#### ACTION ITEM A:
Pull out the passage from "When Sapolin played" to "than, his opponents." in the article on Matt Sapolin, word for word.
#### ACTION ITEM B:
Extend the article on Matt Sapolin, picking up after its final sentence.

━━━ PASSAGE PROVIDED

When fate took hold of matt Sapolin, its grip seemed more like a half nelson than one of life's innocent turns. At age five, Sapolin lost his eyesight to retinal cancer, but he wasted no time turning potential obstacles into mere challenges. In gym class a plastic hockey puck was filled with beans, pennies or uncooked pasta so that he could follow the puck's rattle when playing floor hockey. A baseball was placed atop a cone so that he could make contact on every at bat, and his classmates would stand behind the bases and call to him so that he would know where to run. A string was tied to the basketball net, and he would grab its end to judge the distance from the net for a short jumper.
When Sapolin played these games, allowances were made. But there was one sport in which he could compete on equal terms—wrestling. Sapolin was in first grade when a phys-ed teacher showed him how to do a single-leg takedown. Now, 15 years later and wrestling at New York University, he is proving that he is not only equal to, but in most cases also much better than, his opponents.
With a 13-9-3 record for the Violets through Feb. 5, Sapolin, a 158-pounder, has focused on yet another challenge: He hopes to become one of the best Division III wrestlers in the country. "The Division III nationals are not out of Matt's reach," says NYU coach Sonny Greenhalgh. "He's got the potential to win them some day, and he has a shot at All-America."
Before transferring to NYU in September from the University of Hartford, Sapolin, 21, had last wrestled in 1988, when he was captain and MVP of his Islip (N.Y.) High team. When he decided to continue his philosophy and sociology double major at NYU, Greenhalgh spoke to people in both admissions and financial aid on his behalf. Sapolin has four years of eligibility because he did not wrestle at Hartford, which doesn't have a team, and after he completes his undergraduate work next year, he plans to wrestle and attend graduate school at NYU.
"I transferred because of the academics, plus I really missed wrestling," says Sapolin. "At Hartford, I found myself rolling around on the hardwood floor with my buddies in the hallway. It's good to be back on the wrestling mat again."

━━━━━━
━━━ DATA FOR REVIEW

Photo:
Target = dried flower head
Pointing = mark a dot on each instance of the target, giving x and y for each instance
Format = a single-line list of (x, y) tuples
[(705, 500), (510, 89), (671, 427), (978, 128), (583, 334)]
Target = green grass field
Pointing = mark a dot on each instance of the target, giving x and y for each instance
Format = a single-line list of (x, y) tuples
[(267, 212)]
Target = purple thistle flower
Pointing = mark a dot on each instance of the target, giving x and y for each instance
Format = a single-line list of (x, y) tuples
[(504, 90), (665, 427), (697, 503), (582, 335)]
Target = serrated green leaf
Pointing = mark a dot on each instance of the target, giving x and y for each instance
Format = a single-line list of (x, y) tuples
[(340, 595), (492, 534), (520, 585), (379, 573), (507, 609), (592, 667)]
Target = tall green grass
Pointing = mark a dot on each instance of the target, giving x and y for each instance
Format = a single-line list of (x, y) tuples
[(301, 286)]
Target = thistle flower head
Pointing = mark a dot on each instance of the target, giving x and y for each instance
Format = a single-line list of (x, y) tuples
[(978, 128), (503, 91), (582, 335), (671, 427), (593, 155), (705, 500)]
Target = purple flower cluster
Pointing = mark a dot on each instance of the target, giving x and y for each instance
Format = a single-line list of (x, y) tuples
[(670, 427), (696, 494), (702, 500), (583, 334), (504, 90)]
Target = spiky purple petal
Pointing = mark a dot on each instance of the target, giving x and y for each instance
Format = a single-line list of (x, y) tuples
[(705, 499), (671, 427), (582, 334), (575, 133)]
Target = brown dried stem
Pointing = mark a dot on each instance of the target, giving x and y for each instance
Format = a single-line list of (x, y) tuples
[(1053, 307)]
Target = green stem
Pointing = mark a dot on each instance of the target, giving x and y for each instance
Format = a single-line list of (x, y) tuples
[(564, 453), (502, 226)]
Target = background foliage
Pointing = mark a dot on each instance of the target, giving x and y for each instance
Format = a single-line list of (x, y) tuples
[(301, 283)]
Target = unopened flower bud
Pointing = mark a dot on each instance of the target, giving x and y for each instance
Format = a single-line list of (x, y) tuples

━━━━━━

#### TASK RESPONSE A:
When Sapolin played these games, allowances were made. But there was one sport in which he could compete on equal terms—wrestling. Sapolin was in first grade when a phys-ed teacher showed him how to do a single-leg takedown. Now, 15 years later and wrestling at New York University, he is proving that he is not only equal to, but in most cases also much better than, his opponents.

#### TASK RESPONSE B:
As he awaits his turn to take the mat for NYU in meets, Sapolin nervously chews the zipper on his sweatshirt. He jogs in place, strips down to his deep purple singlet, adjusts his ear guard and places his hand on the shoulder of assistant coach Jason Scarpone, who leads him to the circle. Sapolin shakes his opponent's hand, and the two wrestlers stand facing each other in the neutral position, knees bent, a few feet apart.
Regular rules apply to Sapolin, except when he and his opponent are in the neutral position, which occurs at the start of the match and after an escape. Normally, wrestlers don't make any contact in the neutral position, but when one of them is blind, they must touch hands, with one wrestler placing his left palm up and his right palm down, and the other doing the opposite.
Though most schools for the visually impaired offer the sport, it is unusual for a blind wrestler to compete against sighted athletes, especially on the collegiate level. Says Sapolin, who insists that he be known as a tough wrestler rather than as a tough blind wrestler, "Anyone could wrestle with his eyes shut. A wrestler doesn't need to see. He uses his other senses. You just need to feel where a guy's hips are, have a good sense of balance, stay focused and listen to your coaches. I don't think sight is a tremendous asset."
Perhaps Scarpone best describes Sapolin's vision on the mat: "Matt's like an artist. He constructs a picture in his mind of what he should be doing. He has never seen good wrestling, but he is able to use mental imagery." Sapolin possesses what his coaches call "a feel for the mat," as well as superb balance and strength.
Still, Sapolin's blindness hurts him in certain situations, such as when Sapolin reaches for a fleet opponent's ankle or when he unknowingly inches out of bounds. Perhaps the missed opportunities are the most frustrating. "If only he could have seen that coming, he could have had an easy two points," Greenhalgh will sometimes say to no one in particular while coaching from the sideline. Some opponents argue that they are the handicapped wrestlers in a match with Sapolin. "I didn't know he was blind until we got on the mat," said Seton Hall's Joe Burke while toweling off after taking on Sapolin for six grueling minutes at the Hunter College Invitational in January. "The whole time, I was thinking about it. I had to adapt my tap-and-go style of wrestling to his tie-up style. He made me stay in close contact with him so he knew where I was."